Instruction: Arrange the data below as a numbered list, with one line per number and no blank lines.

begin Dataset

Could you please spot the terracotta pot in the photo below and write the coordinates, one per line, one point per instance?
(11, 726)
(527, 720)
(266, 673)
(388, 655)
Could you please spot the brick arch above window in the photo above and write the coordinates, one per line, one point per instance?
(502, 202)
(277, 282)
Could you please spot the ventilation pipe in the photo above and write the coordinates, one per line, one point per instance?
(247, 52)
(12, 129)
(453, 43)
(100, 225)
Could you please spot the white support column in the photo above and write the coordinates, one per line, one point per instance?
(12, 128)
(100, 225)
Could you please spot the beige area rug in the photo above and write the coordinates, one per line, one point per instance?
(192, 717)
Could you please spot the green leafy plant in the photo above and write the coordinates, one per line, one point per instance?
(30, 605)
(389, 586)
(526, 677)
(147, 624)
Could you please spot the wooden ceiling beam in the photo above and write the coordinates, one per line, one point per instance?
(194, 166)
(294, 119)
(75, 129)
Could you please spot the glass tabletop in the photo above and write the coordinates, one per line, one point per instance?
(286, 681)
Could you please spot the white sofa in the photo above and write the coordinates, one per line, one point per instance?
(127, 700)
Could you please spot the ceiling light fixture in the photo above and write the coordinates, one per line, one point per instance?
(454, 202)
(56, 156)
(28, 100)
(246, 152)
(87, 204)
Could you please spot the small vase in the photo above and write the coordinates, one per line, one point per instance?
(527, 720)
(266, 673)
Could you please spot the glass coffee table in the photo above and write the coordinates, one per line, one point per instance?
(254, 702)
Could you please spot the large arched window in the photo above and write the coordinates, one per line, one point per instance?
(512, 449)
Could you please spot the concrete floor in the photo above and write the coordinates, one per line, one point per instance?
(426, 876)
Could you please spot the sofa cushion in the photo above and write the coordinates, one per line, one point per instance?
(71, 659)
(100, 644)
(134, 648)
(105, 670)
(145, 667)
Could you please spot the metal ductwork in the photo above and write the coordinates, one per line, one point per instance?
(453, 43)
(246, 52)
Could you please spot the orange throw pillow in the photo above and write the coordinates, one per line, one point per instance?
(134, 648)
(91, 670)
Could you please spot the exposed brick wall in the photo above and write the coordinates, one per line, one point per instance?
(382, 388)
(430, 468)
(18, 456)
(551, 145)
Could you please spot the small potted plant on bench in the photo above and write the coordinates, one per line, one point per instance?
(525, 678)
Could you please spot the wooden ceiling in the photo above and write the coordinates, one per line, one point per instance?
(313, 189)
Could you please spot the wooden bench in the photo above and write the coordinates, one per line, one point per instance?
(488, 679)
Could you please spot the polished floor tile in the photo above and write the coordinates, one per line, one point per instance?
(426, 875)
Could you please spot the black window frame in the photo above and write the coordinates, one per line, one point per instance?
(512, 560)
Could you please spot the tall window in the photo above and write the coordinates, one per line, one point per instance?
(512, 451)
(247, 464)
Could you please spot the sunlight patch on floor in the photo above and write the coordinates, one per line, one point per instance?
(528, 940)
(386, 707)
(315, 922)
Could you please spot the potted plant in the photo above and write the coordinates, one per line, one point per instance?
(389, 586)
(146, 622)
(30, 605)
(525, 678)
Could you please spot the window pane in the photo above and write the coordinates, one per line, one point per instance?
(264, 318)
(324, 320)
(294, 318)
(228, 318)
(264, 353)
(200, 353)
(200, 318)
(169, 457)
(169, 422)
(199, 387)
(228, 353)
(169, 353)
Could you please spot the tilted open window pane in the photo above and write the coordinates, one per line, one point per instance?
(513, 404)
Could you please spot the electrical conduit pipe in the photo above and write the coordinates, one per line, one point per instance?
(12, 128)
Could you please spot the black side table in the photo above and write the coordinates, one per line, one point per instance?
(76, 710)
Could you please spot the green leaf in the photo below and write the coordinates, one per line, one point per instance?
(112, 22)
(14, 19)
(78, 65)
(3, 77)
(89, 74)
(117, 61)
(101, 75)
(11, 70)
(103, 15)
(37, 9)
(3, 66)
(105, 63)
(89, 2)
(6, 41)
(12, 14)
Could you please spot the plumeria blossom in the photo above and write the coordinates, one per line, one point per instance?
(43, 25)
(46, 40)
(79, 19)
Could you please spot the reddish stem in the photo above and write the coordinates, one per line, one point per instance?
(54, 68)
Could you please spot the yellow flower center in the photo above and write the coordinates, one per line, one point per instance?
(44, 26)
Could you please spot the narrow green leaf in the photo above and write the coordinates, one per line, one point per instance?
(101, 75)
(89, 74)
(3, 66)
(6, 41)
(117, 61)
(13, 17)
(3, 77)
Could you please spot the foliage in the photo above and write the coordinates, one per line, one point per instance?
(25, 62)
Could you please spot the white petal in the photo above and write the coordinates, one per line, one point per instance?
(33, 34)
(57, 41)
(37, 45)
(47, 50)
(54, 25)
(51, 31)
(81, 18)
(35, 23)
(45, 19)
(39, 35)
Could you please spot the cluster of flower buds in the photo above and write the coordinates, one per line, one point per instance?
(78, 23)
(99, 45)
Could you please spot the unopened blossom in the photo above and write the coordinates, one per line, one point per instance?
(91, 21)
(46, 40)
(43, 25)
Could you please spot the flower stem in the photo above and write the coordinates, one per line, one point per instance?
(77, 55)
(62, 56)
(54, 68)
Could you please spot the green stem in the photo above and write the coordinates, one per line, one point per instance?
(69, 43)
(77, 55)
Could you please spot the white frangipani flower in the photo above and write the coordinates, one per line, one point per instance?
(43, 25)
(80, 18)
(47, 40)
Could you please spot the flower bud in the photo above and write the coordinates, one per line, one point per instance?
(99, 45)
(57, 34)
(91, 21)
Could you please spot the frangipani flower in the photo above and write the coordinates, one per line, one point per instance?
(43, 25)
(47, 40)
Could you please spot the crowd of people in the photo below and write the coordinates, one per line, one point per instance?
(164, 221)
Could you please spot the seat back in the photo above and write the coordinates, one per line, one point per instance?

end Dataset

Expected output:
1. Could you please spot the terracotta pot in the photo below and write the coordinates, one per line, one point per instance?
2. (11, 726)
3. (527, 720)
4. (266, 673)
5. (388, 655)
6. Could you please spot the brick arch above window in the photo above and write the coordinates, one per line, one point per instance?
7. (502, 202)
8. (277, 282)
9. Could you please spot the ventilation pipe in the photo above and write the coordinates, one per line, one point per instance?
10. (247, 52)
11. (12, 129)
12. (453, 43)
13. (100, 225)
14. Could you please spot the white support column in the photo above and write the coordinates, one per line, one point per instance?
15. (12, 128)
16. (100, 225)
17. Could you please spot the beige area rug in the photo above and write the coordinates, one per line, one point per instance?
18. (192, 717)
19. Could you please spot the green leafy plant in the photo above and write the coordinates, one per line, one point per instance?
20. (30, 605)
21. (389, 586)
22. (526, 677)
23. (147, 624)
24. Could you please spot the wooden ceiling beam in the photo above and write the coordinates, one per line, one point per instance?
25. (194, 166)
26. (294, 119)
27. (75, 129)
28. Could you please spot the glass tabletop in the photo above and write the coordinates, one per line, one point per instance?
29. (286, 681)
30. Could you please spot the white sofa in the photo above and write the coordinates, one per line, one point per instance?
31. (127, 700)
32. Could you please spot the ceiling light fixture in the photo above and write the coordinates, one per line, one point per instance?
33. (454, 202)
34. (56, 156)
35. (28, 100)
36. (246, 152)
37. (87, 204)
38. Could you please spot the small vase in the photo above and write the coordinates, one per line, one point per instance?
39. (527, 720)
40. (266, 673)
41. Could you please spot the glass coffee table in the photo above and write the coordinates, one per line, one point per instance?
42. (254, 702)
43. Could you please spot the large arched window in the photo above and write the coordinates, one per line, one point per instance?
44. (512, 449)
45. Could you please spot the concrete floor in the photo above and write the coordinates, one per line, one point per instance?
46. (426, 876)
47. Could you please spot the sofa cushion in the photo above and write the coordinates, one per line, one point per instance?
48. (71, 659)
49. (100, 644)
50. (134, 648)
51. (105, 670)
52. (145, 667)
53. Could you please spot the metal ductwork in the photo above and write the coordinates, one per line, one point per instance?
54. (453, 43)
55. (246, 52)
56. Could you please spot the orange throw pillow in the photo above and write the coordinates, one per line, one point per instance?
57. (134, 648)
58. (91, 670)
59. Could you please spot the exposed brick wall in the photo above and write the coordinates, one per line, one point per instance?
60. (382, 388)
61. (430, 468)
62. (18, 456)
63. (551, 145)
64. Could you please spot the small potted plant on bench in the photo above and write the coordinates, one per line, one point per instance?
65. (525, 678)
66. Could you please spot the wooden ceiling in the photo above and write the coordinates, one per line, one point per instance?
67. (313, 189)
68. Could you please spot the wooden bench in the photo above and write the coordinates, one per line, one point per instance?
69. (488, 679)
70. Could you please spot the polished floor tile in the photo above and write the coordinates, one per line, one point per instance?
71. (426, 875)
72. Could you please spot the black window frame in the photo above and write the coordinates, one per line, one point per instance?
73. (512, 560)
74. Could you please spot the tall window in the photo above and write the coordinates, one per line, one point per instance?
75. (512, 451)
76. (247, 464)
77. Could you please spot the sunlight patch on floor in the photo above and write the coordinates, one per line, one point per instance?
78. (528, 940)
79. (386, 707)
80. (315, 922)
81. Could you please spot the potted plant in the photo above and write the coordinates, one per line, one point per instance?
82. (389, 586)
83. (146, 622)
84. (30, 605)
85. (525, 678)
86. Could you please spot the window pane in the photo above and write the coordinates, one per line, one point per instance?
87. (264, 318)
88. (324, 320)
89. (294, 318)
90. (228, 318)
91. (264, 353)
92. (200, 353)
93. (200, 318)
94. (169, 457)
95. (169, 422)
96. (199, 387)
97. (228, 353)
98. (169, 353)
99. Could you please spot the tilted open window pane in the photo above and write the coordinates, one per line, one point per instance?
100. (513, 404)
101. Could you please spot the electrical conduit pipe in the photo above and write the coordinates, one per line, one point per instance?
102. (12, 128)
103. Could you please spot the black side table in the photo above and write the coordinates, one per line, one point per instance?
104. (76, 710)
105. Could you please spot the green leaf in the photo below and write the coordinates, one per line, one point per instance?
106. (112, 22)
107. (14, 19)
108. (78, 65)
109. (3, 77)
110. (89, 74)
111. (117, 61)
112. (101, 75)
113. (11, 70)
114. (103, 15)
115. (37, 9)
116. (3, 66)
117. (105, 63)
118. (89, 2)
119. (6, 41)
120. (12, 14)
121. Could you please spot the plumeria blossom in the photo above and write the coordinates, one per line, one point per instance?
122. (43, 25)
123. (46, 40)
124. (79, 19)
125. Could you please spot the reddish stem in the photo above and write the coordinates, one per line, one point per instance?
126. (54, 68)
127. Could you please spot the yellow flower center in the photo above and write the coordinates, one per line, one point per instance?
128. (44, 26)
129. Could you please spot the narrow green leaf in the photo above and write the coordinates, one per line, one point per instance?
130. (101, 75)
131. (89, 74)
132. (3, 66)
133. (6, 41)
134. (117, 61)
135. (13, 17)
136. (3, 77)
137. Could you please spot the foliage in the photo above and write the coordinates, one per line, one point per instance?
138. (25, 62)
139. Could you please spot the white petal in the photo above and write the coordinates, one per line, one point per instance?
140. (33, 34)
141. (57, 41)
142. (37, 45)
143. (47, 50)
144. (54, 25)
145. (51, 31)
146. (81, 18)
147. (35, 23)
148. (45, 19)
149. (39, 35)
150. Could you please spot the cluster of flower buds in the photo above and write the coordinates, one per line, one point per instance?
151. (78, 23)
152. (99, 45)
153. Could you please spot the unopened blossom in the photo above and write the coordinates, one per line, one point per instance?
154. (91, 21)
155. (46, 40)
156. (43, 25)
157. Could you please spot the flower stem in the photo above and write the coordinates, one per line, one point per instance?
158. (77, 55)
159. (62, 56)
160. (54, 68)
161. Could you please spot the green stem in the photo above and write the coordinates, one per line, one point per instance?
162. (69, 43)
163. (77, 55)
164. Could you please spot the white frangipani flower in the photo above and write the coordinates, one per line, one point per instance?
165. (43, 25)
166. (80, 18)
167. (47, 40)
168. Could you please spot the flower bud in the photo above and write the coordinates, one per line, one point per instance?
169. (99, 45)
170. (57, 34)
171. (91, 21)
172. Could you please spot the frangipani flower in the photo above and write the coordinates, one per line, one point per instance?
173. (43, 25)
174. (47, 40)
175. Could you please spot the crowd of people in the photo below and write the coordinates, one per line, one point per instance?
176. (164, 221)
177. Could you please spot the seat back in the photo above and write the coordinates, one per line, one point per instance?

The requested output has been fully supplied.